-- Start of Records provided --

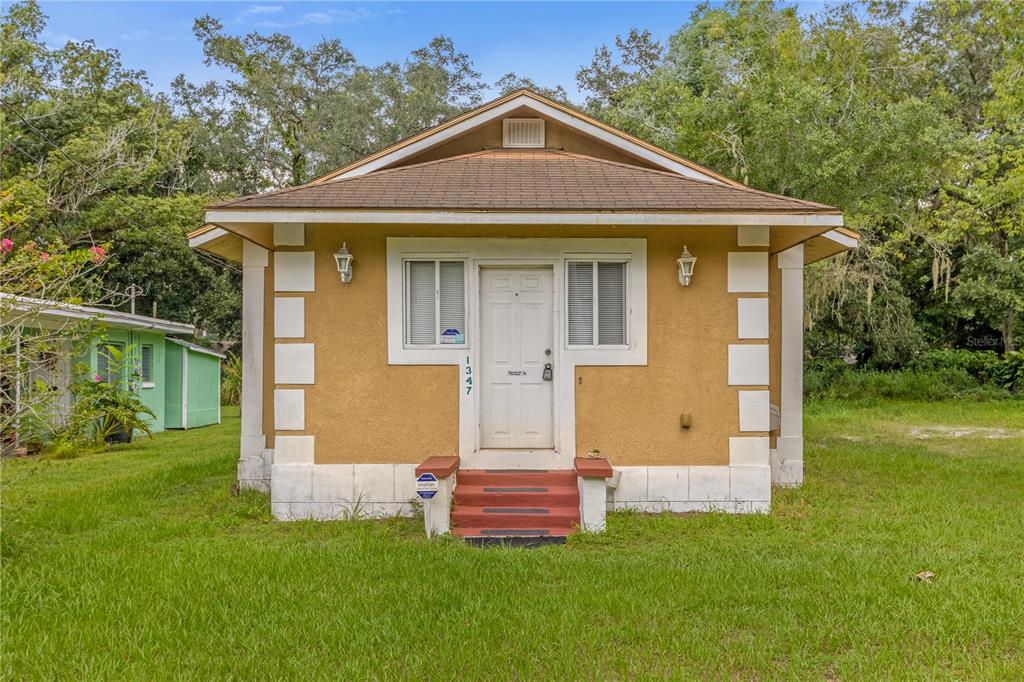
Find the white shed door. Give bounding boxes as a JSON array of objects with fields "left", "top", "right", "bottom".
[{"left": 480, "top": 267, "right": 554, "bottom": 450}]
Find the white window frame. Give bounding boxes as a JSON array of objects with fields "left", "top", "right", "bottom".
[
  {"left": 562, "top": 253, "right": 633, "bottom": 351},
  {"left": 401, "top": 254, "right": 469, "bottom": 350},
  {"left": 138, "top": 343, "right": 157, "bottom": 388}
]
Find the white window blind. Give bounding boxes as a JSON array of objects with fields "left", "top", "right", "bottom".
[
  {"left": 139, "top": 344, "right": 153, "bottom": 383},
  {"left": 597, "top": 263, "right": 626, "bottom": 346},
  {"left": 568, "top": 260, "right": 594, "bottom": 346},
  {"left": 566, "top": 260, "right": 627, "bottom": 346},
  {"left": 406, "top": 260, "right": 466, "bottom": 346}
]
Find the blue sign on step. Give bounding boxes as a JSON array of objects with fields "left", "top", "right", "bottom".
[{"left": 416, "top": 472, "right": 441, "bottom": 500}]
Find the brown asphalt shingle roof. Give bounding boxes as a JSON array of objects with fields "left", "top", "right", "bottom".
[{"left": 209, "top": 150, "right": 839, "bottom": 213}]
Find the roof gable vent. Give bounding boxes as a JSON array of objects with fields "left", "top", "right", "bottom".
[{"left": 502, "top": 119, "right": 544, "bottom": 147}]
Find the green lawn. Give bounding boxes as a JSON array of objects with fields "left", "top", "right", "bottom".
[{"left": 0, "top": 401, "right": 1024, "bottom": 680}]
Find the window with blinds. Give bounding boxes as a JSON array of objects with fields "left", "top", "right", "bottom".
[
  {"left": 96, "top": 343, "right": 125, "bottom": 385},
  {"left": 138, "top": 344, "right": 153, "bottom": 384},
  {"left": 406, "top": 260, "right": 466, "bottom": 346},
  {"left": 566, "top": 260, "right": 628, "bottom": 346}
]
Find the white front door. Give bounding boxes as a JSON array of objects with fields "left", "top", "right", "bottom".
[{"left": 480, "top": 267, "right": 555, "bottom": 450}]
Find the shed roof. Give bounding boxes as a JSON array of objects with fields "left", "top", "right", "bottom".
[{"left": 0, "top": 292, "right": 196, "bottom": 335}]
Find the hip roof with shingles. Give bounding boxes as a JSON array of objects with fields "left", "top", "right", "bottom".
[{"left": 211, "top": 148, "right": 839, "bottom": 213}]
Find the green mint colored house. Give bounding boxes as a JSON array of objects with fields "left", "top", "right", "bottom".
[{"left": 0, "top": 294, "right": 224, "bottom": 440}]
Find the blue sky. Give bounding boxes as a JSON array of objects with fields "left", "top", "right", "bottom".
[{"left": 34, "top": 0, "right": 729, "bottom": 99}]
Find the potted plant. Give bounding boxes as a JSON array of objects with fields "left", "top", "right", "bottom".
[{"left": 71, "top": 374, "right": 156, "bottom": 443}]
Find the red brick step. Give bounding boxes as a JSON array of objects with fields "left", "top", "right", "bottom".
[
  {"left": 452, "top": 469, "right": 580, "bottom": 542},
  {"left": 455, "top": 479, "right": 580, "bottom": 507}
]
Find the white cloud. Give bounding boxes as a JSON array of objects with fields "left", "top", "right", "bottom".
[
  {"left": 256, "top": 7, "right": 371, "bottom": 29},
  {"left": 118, "top": 29, "right": 153, "bottom": 40},
  {"left": 300, "top": 12, "right": 331, "bottom": 24},
  {"left": 242, "top": 5, "right": 284, "bottom": 14}
]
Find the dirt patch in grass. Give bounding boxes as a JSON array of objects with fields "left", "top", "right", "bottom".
[{"left": 906, "top": 424, "right": 1024, "bottom": 440}]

-- End of Records provided --

> [Problem to work on]: Show every line of the listing above that contains the word "shed", copying each one in full.

> [Output]:
Find the white shed door. Give bounding boxes as a JSON array of objects with fields "left", "top", "right", "bottom".
Find the shed roof. Give bounding boxes as a JSON array of objects with fields "left", "top", "right", "bottom".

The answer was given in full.